### Request
Omit all images. Transcribe the rest of the material below exactly.

### Information shown
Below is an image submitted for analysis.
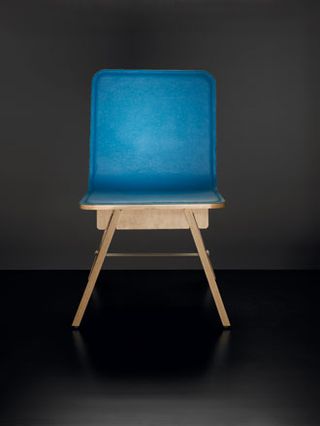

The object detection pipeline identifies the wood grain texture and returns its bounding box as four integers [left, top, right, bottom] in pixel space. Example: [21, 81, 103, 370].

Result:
[72, 210, 121, 327]
[185, 210, 230, 327]
[97, 209, 209, 230]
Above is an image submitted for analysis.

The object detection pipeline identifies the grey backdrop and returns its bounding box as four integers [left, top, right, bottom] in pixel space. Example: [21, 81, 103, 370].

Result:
[0, 0, 320, 269]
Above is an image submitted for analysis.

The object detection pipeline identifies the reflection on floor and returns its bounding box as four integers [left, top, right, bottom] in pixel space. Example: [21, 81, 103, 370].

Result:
[0, 271, 320, 426]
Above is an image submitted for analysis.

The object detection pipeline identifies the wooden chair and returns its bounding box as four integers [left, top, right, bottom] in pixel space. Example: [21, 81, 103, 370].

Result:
[72, 70, 230, 327]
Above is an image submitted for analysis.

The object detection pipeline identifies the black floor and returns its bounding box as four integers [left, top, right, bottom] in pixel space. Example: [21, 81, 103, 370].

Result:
[0, 271, 320, 426]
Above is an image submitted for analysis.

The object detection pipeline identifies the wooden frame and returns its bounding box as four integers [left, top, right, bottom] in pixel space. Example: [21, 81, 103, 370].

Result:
[72, 204, 230, 328]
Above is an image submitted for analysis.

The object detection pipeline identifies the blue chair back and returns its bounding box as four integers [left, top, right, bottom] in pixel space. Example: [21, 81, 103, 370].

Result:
[89, 70, 216, 193]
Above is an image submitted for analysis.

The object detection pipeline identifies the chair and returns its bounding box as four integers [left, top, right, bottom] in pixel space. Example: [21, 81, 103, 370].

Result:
[72, 70, 230, 328]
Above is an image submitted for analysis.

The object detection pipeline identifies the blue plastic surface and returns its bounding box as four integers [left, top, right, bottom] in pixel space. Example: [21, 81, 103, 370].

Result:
[81, 70, 224, 205]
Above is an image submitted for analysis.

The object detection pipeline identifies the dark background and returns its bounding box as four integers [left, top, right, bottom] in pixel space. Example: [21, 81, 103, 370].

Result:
[0, 0, 320, 269]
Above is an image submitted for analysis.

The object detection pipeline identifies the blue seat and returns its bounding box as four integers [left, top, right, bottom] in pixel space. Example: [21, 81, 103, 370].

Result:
[72, 70, 230, 328]
[80, 70, 224, 208]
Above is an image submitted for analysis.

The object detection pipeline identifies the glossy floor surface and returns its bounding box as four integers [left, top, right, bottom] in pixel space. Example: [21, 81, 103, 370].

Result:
[0, 271, 320, 426]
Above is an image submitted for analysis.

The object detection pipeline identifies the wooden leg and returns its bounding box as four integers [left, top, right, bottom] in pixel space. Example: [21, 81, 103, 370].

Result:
[72, 210, 121, 327]
[185, 210, 230, 327]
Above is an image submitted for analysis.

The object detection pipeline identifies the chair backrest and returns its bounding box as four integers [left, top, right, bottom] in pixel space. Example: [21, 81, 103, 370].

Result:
[89, 70, 216, 192]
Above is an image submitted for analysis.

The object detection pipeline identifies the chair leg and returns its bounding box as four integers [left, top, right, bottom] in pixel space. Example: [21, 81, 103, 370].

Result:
[72, 210, 121, 328]
[185, 210, 230, 328]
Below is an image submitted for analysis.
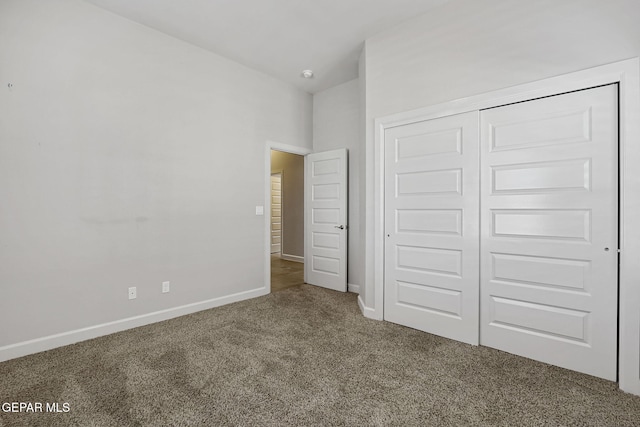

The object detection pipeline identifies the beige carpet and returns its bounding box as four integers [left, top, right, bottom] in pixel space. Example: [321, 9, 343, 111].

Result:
[0, 285, 640, 426]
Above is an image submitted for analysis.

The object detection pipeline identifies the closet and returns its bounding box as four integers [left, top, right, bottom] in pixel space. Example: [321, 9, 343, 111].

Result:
[384, 84, 618, 380]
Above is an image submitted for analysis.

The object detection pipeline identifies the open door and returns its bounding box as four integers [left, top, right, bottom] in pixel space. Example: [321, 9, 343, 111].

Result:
[304, 148, 348, 292]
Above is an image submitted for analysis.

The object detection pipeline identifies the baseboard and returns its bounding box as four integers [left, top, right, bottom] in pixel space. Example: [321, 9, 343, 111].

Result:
[0, 287, 269, 362]
[280, 254, 304, 264]
[358, 295, 382, 320]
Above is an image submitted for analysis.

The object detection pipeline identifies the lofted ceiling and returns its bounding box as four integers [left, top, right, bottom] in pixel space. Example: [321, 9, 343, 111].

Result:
[85, 0, 448, 93]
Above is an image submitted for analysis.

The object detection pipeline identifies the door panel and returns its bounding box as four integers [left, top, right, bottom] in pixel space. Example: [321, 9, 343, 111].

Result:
[480, 85, 618, 380]
[271, 173, 282, 254]
[384, 112, 479, 344]
[304, 149, 348, 292]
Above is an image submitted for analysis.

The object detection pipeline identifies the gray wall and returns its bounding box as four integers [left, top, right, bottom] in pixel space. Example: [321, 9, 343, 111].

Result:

### Task result
Below is an image submitted for analysis.

The object detection pipeline identifies the wood grain texture and returns its bounding box as four integers [left, top, right, bottom] in pixel space. Example: [21, 81, 103, 370].

Result:
[72, 210, 121, 327]
[185, 210, 230, 327]
[97, 209, 209, 230]
Above is an image submitted for analysis.

The object detection pipeline identifies the grey backdrop and returns its bounding box as four integers [left, top, right, bottom] in pixel space. Example: [21, 81, 103, 370].

Result:
[0, 0, 320, 269]
Above is an image submitted for analysis.

The object detection pipeline identifies the reflection on floor and returns its bounding box as four integers [left, top, right, bottom] in pixel space. Example: [21, 81, 103, 370].

Result:
[0, 271, 320, 426]
Above is an image submitted for analysis.

The object detection pipeline identifies the wooden chair and returns its bounding box as four integers [left, top, right, bottom] in pixel space. Example: [21, 81, 103, 370].

Result:
[72, 70, 230, 327]
Above is an image submitted for analysis.

The object detection pipeline identifies the black floor and returns its bounding box as four integers [left, top, right, bottom] in pixel space. Example: [21, 81, 103, 370].

Result:
[0, 271, 320, 426]
Above is an image submitted for analysis.

The object detection pipeline identifies the wooden frame and returns its bounding box as four integers [left, top, right, bottom] in pixel space. Example: [21, 81, 103, 370].

Result:
[72, 204, 230, 328]
Above is an image submitted for analysis.

The object detection pipeline identifies the blue chair back and returns its bounding box as four integers [left, top, right, bottom] in pixel space. Example: [21, 81, 103, 370].

Result:
[89, 70, 216, 193]
Above is an image submitted for analysis.

The object detection pipeline identifies the chair and returns its bounding box as four integers [left, top, right, bottom] in pixel space. Example: [21, 81, 103, 370].

Result:
[72, 70, 230, 328]
Above is an image submitted for analysis.

The object detection pipeline identifies the blue plastic surface and returns its bounding box as four integers [left, top, right, bottom] in pixel space. Example: [21, 81, 103, 370].

Result:
[81, 70, 224, 205]
Above is an image submitted for analysis.

The object detection pipeline identifies the dark background and returns its bounding box as four integers [left, top, right, bottom] in pixel space. Example: [21, 81, 103, 370].

Result:
[0, 0, 320, 269]
Above is an image submitted for analysis.

The object detection pipeline identifies the blue seat and returns its bounding box as four integers [left, top, right, bottom] in pixel space. Example: [21, 81, 103, 370].

Result:
[72, 70, 230, 328]
[80, 70, 224, 208]
Above is an image submitted for analysis.

The object detection pipeline identifies the glossy floor surface and returns its bounding box as four integers [left, top, right, bottom] in pixel space. Example: [21, 81, 103, 370].

Result:
[0, 271, 320, 426]
Above is an image submitted for analysis.

The object detection pipeline identifies the wooden leg and returns its bounding box as four integers [left, top, right, bottom] in pixel space. Example: [21, 81, 103, 370].

Result:
[72, 210, 121, 327]
[185, 210, 230, 327]
Above is an image submitted for analysis.

The object detection pipeline identifies the chair backrest and returns its bounding box as four integers [left, top, right, bottom] in pixel space. Example: [21, 81, 103, 370].

Result:
[89, 70, 216, 192]
Above is an image submitted for analysis.

The object detection pipeline identifies the chair leg and returns its bounding box as four integers [left, top, right, bottom] in pixel space. Example: [21, 81, 103, 370].

Result:
[72, 210, 121, 328]
[185, 210, 230, 328]
Below is an image submitted for analysis.

The object detection pipeline identifies the beige carpet and returns its bounding box as four integers [left, top, right, bottom] in pixel space. Example: [321, 9, 343, 111].

Result:
[0, 285, 640, 426]
Above is an image submitted for analysis.

The object detection pipeline identifies the closet and returns its bounding box as four integers [left, top, right, bottom] in pixel space. Example: [321, 9, 343, 111].

Result:
[384, 84, 618, 380]
Above is an image submitted for analysis.

The object detection pipeline identifies the open door and returns its bounding box as four integers [left, top, right, bottom] in pixel space. Example: [321, 9, 343, 111].

Result:
[304, 148, 348, 292]
Above is an image submitted for analysis.

The object detection pipeline identifies the baseboard and returns its bounding box as four integers [left, top, right, bottom] in pixel space. Example: [321, 9, 343, 111].

Result:
[0, 287, 269, 362]
[280, 254, 304, 264]
[358, 295, 382, 320]
Above is an image submitted for analysis.

The object detection pipeline identifies the lofted ceiling and returns its bounding box as four integers [left, top, right, bottom] in pixel space. Example: [321, 9, 343, 111].

Result:
[85, 0, 448, 93]
Above is an image submitted for analysis.

The object detection pipeline identifies the door panel and returns its bounding box as four integers [left, top, right, bottom] in pixel space. Example: [321, 9, 343, 111].

Result:
[480, 85, 618, 380]
[271, 173, 282, 254]
[384, 112, 479, 344]
[304, 149, 348, 292]
Above is an image submitted for analysis.

The object detection pipeline identifies the gray wall and returns its bounding box as four integers [left, top, right, bottom] in pixel space. Example: [321, 9, 343, 111].

Result:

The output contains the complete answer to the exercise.